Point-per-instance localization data
--------------------------------------------------
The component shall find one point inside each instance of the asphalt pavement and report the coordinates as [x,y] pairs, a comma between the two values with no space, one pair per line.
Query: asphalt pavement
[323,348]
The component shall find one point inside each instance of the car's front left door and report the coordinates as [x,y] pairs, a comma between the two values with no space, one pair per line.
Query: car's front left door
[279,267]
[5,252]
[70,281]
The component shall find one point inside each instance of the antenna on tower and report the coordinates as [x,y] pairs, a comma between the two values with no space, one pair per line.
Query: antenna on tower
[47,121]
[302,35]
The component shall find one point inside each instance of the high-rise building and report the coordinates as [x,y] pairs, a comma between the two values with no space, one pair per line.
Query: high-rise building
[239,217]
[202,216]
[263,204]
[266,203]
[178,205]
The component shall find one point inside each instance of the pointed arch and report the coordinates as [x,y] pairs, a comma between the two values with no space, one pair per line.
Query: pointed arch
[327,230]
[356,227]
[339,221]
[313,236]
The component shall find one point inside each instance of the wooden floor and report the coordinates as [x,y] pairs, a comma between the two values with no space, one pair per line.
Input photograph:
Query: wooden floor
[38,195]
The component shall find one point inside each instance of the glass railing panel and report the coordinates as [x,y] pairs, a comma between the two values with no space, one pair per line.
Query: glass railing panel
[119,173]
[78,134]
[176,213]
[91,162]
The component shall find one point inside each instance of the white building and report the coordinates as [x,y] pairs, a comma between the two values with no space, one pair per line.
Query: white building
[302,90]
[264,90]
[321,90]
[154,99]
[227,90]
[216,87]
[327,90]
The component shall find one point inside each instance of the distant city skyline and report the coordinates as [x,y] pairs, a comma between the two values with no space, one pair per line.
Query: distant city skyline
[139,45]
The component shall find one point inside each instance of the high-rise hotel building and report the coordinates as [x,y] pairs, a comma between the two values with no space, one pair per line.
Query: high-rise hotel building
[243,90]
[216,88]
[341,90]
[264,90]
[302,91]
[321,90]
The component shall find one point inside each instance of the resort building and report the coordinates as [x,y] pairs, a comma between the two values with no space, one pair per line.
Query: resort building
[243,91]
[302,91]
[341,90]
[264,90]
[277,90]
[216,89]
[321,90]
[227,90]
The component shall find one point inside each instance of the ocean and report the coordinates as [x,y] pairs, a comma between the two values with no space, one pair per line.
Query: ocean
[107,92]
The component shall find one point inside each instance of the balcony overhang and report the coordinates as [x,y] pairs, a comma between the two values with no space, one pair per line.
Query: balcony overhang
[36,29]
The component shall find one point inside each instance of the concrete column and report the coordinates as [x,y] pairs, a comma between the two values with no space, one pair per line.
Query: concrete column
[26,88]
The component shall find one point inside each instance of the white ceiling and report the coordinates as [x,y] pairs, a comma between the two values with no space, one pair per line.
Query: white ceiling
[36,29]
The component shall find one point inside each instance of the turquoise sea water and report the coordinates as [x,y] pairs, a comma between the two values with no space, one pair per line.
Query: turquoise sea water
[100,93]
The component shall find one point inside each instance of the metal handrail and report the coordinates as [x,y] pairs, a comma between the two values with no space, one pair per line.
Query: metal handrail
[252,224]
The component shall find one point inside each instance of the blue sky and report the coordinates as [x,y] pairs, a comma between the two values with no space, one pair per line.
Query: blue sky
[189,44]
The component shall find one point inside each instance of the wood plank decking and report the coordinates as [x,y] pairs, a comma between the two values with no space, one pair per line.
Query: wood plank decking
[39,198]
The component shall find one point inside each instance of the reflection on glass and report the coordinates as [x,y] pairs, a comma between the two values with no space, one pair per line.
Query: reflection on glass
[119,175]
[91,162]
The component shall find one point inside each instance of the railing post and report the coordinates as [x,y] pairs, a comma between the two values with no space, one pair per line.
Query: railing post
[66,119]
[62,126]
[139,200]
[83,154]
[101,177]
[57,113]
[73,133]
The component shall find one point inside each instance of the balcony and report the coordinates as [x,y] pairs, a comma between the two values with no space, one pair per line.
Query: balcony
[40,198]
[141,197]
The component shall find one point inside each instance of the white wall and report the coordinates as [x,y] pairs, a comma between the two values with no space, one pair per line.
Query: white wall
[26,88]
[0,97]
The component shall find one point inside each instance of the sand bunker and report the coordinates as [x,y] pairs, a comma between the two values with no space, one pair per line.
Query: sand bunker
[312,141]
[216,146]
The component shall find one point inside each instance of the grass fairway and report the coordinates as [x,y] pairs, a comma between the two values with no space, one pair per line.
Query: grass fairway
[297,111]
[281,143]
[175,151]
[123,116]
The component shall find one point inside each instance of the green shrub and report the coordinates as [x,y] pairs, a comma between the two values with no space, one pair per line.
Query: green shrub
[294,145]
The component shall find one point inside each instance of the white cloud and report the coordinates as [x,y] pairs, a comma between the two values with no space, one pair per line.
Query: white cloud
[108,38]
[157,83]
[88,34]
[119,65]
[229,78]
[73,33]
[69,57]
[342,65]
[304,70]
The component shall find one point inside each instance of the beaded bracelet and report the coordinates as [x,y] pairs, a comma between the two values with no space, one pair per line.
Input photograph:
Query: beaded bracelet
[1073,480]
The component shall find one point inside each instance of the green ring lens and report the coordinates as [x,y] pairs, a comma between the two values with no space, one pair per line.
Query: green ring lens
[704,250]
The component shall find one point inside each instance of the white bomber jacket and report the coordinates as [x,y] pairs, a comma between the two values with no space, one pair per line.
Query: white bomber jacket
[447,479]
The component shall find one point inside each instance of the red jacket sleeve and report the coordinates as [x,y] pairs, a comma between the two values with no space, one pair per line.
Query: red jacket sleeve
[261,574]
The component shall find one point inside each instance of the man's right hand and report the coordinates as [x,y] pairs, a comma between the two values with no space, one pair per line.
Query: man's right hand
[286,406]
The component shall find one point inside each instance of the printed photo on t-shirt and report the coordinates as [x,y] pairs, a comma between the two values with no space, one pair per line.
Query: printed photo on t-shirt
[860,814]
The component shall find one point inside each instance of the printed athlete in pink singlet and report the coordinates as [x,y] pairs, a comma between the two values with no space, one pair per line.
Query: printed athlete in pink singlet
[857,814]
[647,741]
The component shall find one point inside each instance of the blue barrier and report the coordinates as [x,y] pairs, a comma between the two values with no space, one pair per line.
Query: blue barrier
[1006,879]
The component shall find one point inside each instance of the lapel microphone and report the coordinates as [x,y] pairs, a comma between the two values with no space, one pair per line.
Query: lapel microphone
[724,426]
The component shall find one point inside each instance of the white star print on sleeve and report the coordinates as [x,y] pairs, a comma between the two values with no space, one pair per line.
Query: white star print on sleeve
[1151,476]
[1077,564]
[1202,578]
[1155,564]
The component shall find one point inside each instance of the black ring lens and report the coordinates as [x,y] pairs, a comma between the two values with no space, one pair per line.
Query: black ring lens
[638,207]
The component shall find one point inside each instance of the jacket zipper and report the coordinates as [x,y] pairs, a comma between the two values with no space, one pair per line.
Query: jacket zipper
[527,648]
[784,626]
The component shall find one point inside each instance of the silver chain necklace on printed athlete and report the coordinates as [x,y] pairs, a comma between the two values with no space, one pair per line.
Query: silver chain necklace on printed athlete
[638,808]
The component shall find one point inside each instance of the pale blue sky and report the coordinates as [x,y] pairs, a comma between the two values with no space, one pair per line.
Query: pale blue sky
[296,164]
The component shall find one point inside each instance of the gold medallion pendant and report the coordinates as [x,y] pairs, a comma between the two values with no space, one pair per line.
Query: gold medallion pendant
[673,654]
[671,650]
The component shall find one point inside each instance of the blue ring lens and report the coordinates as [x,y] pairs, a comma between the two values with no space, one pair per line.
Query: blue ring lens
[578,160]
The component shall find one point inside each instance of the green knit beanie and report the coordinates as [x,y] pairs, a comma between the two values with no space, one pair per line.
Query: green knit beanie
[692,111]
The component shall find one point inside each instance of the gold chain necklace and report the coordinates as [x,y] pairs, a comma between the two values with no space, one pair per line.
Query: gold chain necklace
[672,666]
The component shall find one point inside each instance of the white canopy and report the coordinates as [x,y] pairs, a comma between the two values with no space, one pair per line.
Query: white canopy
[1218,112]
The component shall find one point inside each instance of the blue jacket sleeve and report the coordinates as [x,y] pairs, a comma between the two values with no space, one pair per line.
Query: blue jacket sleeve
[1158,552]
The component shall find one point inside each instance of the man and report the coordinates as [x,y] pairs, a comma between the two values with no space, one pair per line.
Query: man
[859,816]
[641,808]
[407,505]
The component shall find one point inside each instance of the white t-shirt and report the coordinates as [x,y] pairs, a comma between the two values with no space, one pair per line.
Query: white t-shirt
--------------------------------------------------
Assigned task: Repeat the lines from the first one in the records through the line containing "of the car's", exactly as written, and nothing else.

Task output:
The component shall find one point inside each instance of the asphalt pavement and report the coordinates as [x,y] pairs, a comma between the two values with no space, one pair per line.
Query: asphalt pavement
[323,348]
The component shall find one point inside each instance of the car's front left door and report the coordinates as [x,y] pairs, a comma between the two values with no space, one pair per line.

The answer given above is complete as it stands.